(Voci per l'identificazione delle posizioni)
· · · ·

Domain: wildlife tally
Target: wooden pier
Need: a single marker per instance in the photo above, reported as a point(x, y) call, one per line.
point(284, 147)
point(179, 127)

· · · ·

◆ Istruzioni: Riscrivi tutte le righe dell'elenco, richieste comprese, scalando di un fattore 1,55 le coordinate dei punti nelle risposte e lasciando invariato il resto. Arrotonda ogni valore all'intero più vicino, con le metà arrotondate per eccesso.

◆ Risposta:
Domain: wildlife tally
Target: wooden pier
Need: a single marker per instance in the photo above, reported as a point(x, y) call, one per line.
point(440, 228)
point(277, 197)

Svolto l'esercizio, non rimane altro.